------ MATERIAL SUPPLIED
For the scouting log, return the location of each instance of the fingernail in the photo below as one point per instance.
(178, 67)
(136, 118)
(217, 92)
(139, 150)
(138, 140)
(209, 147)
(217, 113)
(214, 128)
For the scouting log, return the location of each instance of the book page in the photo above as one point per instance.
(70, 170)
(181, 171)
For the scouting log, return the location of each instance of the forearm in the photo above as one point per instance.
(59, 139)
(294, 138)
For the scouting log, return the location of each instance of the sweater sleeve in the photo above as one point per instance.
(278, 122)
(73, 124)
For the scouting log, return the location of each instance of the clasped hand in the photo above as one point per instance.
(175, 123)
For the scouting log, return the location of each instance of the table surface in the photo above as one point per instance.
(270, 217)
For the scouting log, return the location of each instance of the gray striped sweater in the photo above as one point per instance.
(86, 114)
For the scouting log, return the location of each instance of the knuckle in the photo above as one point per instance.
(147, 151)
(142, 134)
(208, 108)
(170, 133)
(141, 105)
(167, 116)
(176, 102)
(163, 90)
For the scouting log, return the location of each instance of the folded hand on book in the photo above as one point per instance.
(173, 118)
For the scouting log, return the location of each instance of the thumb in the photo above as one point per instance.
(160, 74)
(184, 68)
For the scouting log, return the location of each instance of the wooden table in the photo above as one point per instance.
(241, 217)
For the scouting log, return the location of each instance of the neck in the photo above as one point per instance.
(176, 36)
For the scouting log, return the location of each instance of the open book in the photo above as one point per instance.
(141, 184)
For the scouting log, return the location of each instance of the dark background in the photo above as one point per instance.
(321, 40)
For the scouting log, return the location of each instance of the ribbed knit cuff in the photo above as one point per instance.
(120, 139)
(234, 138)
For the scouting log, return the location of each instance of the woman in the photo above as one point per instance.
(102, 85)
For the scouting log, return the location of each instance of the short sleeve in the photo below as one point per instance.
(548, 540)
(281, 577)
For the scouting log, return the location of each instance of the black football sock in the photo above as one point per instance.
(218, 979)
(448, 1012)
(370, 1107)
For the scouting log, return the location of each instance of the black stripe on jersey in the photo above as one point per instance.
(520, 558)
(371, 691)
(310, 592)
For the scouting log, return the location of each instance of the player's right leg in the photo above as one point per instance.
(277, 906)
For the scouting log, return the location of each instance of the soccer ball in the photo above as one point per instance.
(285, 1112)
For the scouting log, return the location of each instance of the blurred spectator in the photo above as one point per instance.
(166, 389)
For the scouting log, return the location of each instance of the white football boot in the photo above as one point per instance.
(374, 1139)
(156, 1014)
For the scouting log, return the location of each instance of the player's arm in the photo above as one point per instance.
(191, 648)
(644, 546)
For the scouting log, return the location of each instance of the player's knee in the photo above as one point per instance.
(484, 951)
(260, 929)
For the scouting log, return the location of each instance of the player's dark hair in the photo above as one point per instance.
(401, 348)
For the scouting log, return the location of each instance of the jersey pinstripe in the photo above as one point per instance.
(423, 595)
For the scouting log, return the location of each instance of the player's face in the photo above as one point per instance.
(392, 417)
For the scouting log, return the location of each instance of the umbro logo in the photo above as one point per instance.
------------
| YOUR GOAL |
Repeat the data exactly. Omit nothing.

| WRITTEN RESPONSE |
For the scouting log, return the location of each instance of the fingernail in the photo below as one point per instance.
(178, 67)
(136, 118)
(217, 92)
(139, 150)
(138, 140)
(209, 147)
(217, 113)
(214, 128)
For the scouting log, return the location of each instance of the book page in the photo above as one point per instance.
(70, 170)
(181, 171)
For the scouting log, return the location of each instance of the forearm in the photo above as one point per instance.
(59, 139)
(294, 138)
For the scouting log, return the location of each instance of the sweater sleeve in the photo above as one point per instance.
(278, 122)
(73, 124)
For the scouting log, return the location of each instance of the clasped hand in the photo above as one point per instance.
(175, 123)
For the scouting log, return the location of each instance of the table surface in the photo above as one point per instance.
(270, 217)
For the scouting log, return the location of each instance of the gray striped sweater in the photo above as one point per instance.
(86, 114)
For the scouting log, return the location of each instance of the knuckle in the photo above as one point per instance.
(147, 151)
(142, 134)
(208, 108)
(170, 133)
(141, 105)
(167, 116)
(176, 102)
(163, 90)
For the scouting log, return the location of each instance of the folded hand on book in the photo above as one point per instance.
(173, 118)
For the scouting log, return the location of each instance of the thumb in the photo above as one point per instance.
(160, 74)
(184, 68)
For the scouting log, return the location of each instance of the wooden table in the photo above as one point per instance.
(241, 217)
For the scouting log, return the location of each instance of the neck in the photo above as one point per instance.
(176, 36)
For the scouting log, return the location of each instance of the open book in the photo above as one point per instance.
(141, 184)
For the scouting log, return the location of each instance of the dark background in the photo above as one point per instance.
(321, 40)
For the scouting log, return the location of each instance of the ribbed knit cuff in the photo above as one point per instance.
(120, 139)
(234, 138)
For the scouting log, return the location of each instance of the woman in the photo above as one point per instance.
(102, 85)
For the scouting log, return the location of each instance of the short sleeve in the photo below as one point per instance.
(548, 540)
(281, 577)
For the scouting log, return the location of each instance of the black football sock in the photo above as one point per instance.
(218, 979)
(448, 1012)
(370, 1107)
For the scouting log, return the location of each instance of the black stripe on jersey in the photo above as one point per instance.
(520, 558)
(371, 691)
(310, 592)
For the scouting log, return the location of each instance of the player's right leg in the photo above as one point per instance.
(277, 906)
For the scouting log, return the location of each instance of the soccer ball in the photo above as one point per instance.
(285, 1112)
For the scouting log, return the location of each instance of the blurred spectator in the photo above as one point per instance.
(166, 389)
For the scouting log, return the location of each instance of the white football boot in the photo above as one point per instance.
(374, 1139)
(156, 1014)
For the scouting log, return the location of each instance of the player's arm in the photo above as one point per instance.
(191, 648)
(644, 546)
For the scouting log, return the location of each instance of the player's knee in the photo above as one point per instance.
(484, 951)
(260, 929)
For the scouting log, return the location of each instance of the player's dark hair in the photo above as one point per instance.
(401, 348)
For the scouting log, return the location of each instance of the jersey pinstripe in the photo above as one point per instance.
(423, 595)
For the scouting log, return the location of each instance of the player's face in the photo above as one point per instance.
(392, 417)
For the scouting log, return the location of each instance of the umbro logo in the photo above as one point per instance.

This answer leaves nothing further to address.